Exercise material >>
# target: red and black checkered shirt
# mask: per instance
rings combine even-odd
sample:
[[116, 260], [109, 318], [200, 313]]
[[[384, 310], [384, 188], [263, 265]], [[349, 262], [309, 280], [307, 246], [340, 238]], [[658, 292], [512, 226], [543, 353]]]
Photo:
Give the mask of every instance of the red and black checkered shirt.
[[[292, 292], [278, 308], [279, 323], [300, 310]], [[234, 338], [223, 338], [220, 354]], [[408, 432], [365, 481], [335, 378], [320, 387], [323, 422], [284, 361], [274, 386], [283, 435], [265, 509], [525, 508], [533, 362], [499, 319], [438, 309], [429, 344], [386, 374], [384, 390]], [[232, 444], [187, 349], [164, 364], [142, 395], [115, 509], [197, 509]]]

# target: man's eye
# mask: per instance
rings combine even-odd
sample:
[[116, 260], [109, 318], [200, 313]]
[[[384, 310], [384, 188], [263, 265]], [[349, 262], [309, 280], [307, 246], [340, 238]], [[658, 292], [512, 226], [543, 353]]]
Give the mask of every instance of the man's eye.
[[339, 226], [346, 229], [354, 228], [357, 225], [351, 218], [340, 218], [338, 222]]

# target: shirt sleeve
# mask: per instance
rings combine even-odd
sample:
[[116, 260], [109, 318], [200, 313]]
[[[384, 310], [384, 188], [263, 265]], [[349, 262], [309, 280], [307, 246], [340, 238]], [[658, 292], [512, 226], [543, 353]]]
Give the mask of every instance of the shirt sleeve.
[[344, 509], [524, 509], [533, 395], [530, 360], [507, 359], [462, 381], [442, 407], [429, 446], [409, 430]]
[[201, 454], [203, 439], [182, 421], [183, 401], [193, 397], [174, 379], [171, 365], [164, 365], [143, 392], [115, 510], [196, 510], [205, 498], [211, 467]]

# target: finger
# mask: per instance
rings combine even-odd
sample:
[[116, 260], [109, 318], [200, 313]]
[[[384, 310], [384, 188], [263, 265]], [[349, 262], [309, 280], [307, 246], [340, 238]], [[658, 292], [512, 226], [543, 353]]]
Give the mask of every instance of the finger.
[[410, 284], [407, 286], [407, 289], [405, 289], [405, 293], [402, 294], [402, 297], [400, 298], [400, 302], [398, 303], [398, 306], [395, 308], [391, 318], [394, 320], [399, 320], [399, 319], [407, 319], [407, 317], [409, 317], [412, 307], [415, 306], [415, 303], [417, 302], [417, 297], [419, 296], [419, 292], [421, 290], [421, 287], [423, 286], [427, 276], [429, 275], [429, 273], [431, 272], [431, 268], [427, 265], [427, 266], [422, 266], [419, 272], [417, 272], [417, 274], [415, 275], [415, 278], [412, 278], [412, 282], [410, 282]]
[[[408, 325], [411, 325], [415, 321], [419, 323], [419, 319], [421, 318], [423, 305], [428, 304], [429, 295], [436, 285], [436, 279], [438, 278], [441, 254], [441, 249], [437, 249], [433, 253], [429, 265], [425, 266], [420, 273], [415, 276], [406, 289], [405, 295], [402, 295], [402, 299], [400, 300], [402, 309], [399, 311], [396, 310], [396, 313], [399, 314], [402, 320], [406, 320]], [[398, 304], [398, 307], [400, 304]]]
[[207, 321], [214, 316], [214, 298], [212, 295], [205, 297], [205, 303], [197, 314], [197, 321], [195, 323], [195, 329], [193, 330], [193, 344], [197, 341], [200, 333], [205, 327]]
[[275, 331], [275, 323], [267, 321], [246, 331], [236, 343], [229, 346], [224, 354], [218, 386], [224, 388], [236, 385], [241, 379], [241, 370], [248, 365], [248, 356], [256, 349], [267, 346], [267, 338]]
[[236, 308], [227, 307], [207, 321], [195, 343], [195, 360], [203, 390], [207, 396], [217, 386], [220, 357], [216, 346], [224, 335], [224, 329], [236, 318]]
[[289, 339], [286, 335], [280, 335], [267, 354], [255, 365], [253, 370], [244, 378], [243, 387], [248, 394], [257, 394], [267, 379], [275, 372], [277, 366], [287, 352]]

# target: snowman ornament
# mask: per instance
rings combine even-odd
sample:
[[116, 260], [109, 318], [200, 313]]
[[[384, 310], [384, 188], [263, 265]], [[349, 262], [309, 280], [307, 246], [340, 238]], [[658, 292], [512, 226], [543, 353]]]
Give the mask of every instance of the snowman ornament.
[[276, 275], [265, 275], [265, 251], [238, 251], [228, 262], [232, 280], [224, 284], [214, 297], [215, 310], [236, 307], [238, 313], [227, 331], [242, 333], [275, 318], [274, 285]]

The problem >> Please reproduce all of the records above, word for word and in the same order.

Output >>
# target: red and black checkered shirt
# mask: per instance
rings combine even-odd
sample:
[[116, 260], [109, 318], [200, 313]]
[[[384, 310], [384, 188], [263, 265]], [[349, 262], [309, 280], [307, 246], [340, 238]], [[658, 292], [512, 226], [543, 353]]]
Photo:
Give the mask of every instance of the red and black checkered shirt.
[[[292, 292], [278, 308], [279, 323], [300, 310]], [[234, 338], [223, 338], [220, 354]], [[408, 432], [365, 481], [335, 378], [320, 387], [323, 422], [284, 361], [274, 386], [283, 435], [265, 509], [525, 508], [533, 362], [499, 319], [438, 309], [429, 344], [386, 374], [384, 390]], [[232, 444], [187, 349], [164, 364], [142, 395], [115, 509], [197, 509]]]

# target: man's eye
# mask: per instance
rings combine even-odd
sample:
[[116, 260], [109, 318], [200, 313]]
[[[384, 310], [384, 188], [263, 265]], [[349, 262], [309, 280], [307, 246], [340, 238]], [[658, 292], [512, 226], [543, 353]]]
Give the mask of every instance of the man's eye.
[[339, 226], [346, 229], [354, 228], [357, 225], [351, 218], [340, 218], [338, 222]]

# target: shirt sleeve
# mask: per instance
rings combine even-odd
sample:
[[116, 260], [109, 318], [200, 313]]
[[[384, 310], [384, 188], [263, 265]], [[349, 262], [309, 280], [307, 246], [340, 238]], [[658, 292], [512, 226], [543, 353]]]
Give the mask of every instance of the shirt sleeve.
[[344, 509], [524, 509], [533, 395], [530, 360], [507, 359], [462, 381], [442, 407], [429, 446], [409, 430]]
[[201, 454], [203, 439], [182, 421], [183, 401], [193, 397], [174, 379], [171, 365], [164, 365], [143, 392], [115, 510], [196, 510], [205, 498], [211, 467]]

# target: finger
# mask: per instance
rings combine even-odd
sample:
[[116, 260], [109, 318], [200, 313]]
[[[384, 310], [384, 188], [263, 265]], [[349, 262], [309, 280], [307, 246], [340, 238]], [[658, 292], [512, 226], [543, 353]]]
Give the mask of every instance of the finger.
[[410, 284], [407, 286], [407, 289], [405, 289], [405, 293], [402, 294], [402, 297], [400, 298], [400, 302], [398, 303], [398, 306], [395, 308], [391, 318], [394, 320], [399, 320], [399, 319], [407, 319], [407, 317], [409, 317], [412, 307], [415, 306], [415, 303], [417, 302], [417, 297], [419, 296], [419, 292], [421, 290], [421, 287], [423, 286], [427, 276], [429, 275], [429, 273], [431, 272], [431, 268], [427, 265], [427, 266], [422, 266], [419, 272], [417, 272], [417, 274], [415, 275], [415, 278], [412, 278], [412, 282], [410, 282]]
[[[408, 325], [411, 325], [415, 321], [419, 323], [419, 319], [421, 318], [423, 305], [428, 304], [429, 295], [436, 285], [436, 279], [438, 278], [441, 254], [441, 249], [437, 249], [433, 253], [429, 265], [425, 266], [420, 273], [415, 276], [406, 289], [405, 295], [402, 295], [402, 299], [400, 300], [402, 309], [399, 311], [396, 310], [396, 313], [399, 314], [402, 320], [406, 320]], [[398, 304], [398, 307], [400, 304]]]
[[207, 321], [214, 316], [214, 298], [212, 295], [205, 297], [205, 303], [197, 314], [197, 321], [195, 323], [195, 329], [193, 330], [193, 344], [197, 341], [200, 333], [205, 327]]
[[275, 331], [275, 323], [267, 321], [246, 331], [236, 343], [229, 346], [224, 354], [218, 386], [224, 388], [236, 385], [241, 379], [241, 370], [248, 365], [248, 356], [256, 349], [267, 346], [267, 338]]
[[236, 308], [227, 307], [207, 321], [195, 343], [195, 360], [203, 390], [207, 396], [217, 386], [220, 357], [216, 346], [224, 335], [224, 329], [236, 318]]
[[289, 339], [286, 335], [280, 335], [267, 354], [255, 365], [253, 370], [244, 378], [243, 387], [248, 394], [257, 394], [267, 379], [275, 372], [277, 366], [287, 352]]

# target: snowman ornament
# mask: per instance
rings combine even-odd
sample:
[[116, 260], [109, 318], [200, 313]]
[[[384, 310], [384, 188], [263, 265]], [[349, 262], [309, 280], [307, 246], [340, 238]], [[658, 292], [512, 226], [543, 353]]]
Give the mask of every instance of the snowman ornament.
[[276, 275], [265, 275], [265, 251], [238, 251], [228, 262], [232, 280], [224, 284], [214, 297], [215, 310], [236, 307], [238, 313], [227, 331], [242, 333], [275, 318], [274, 285]]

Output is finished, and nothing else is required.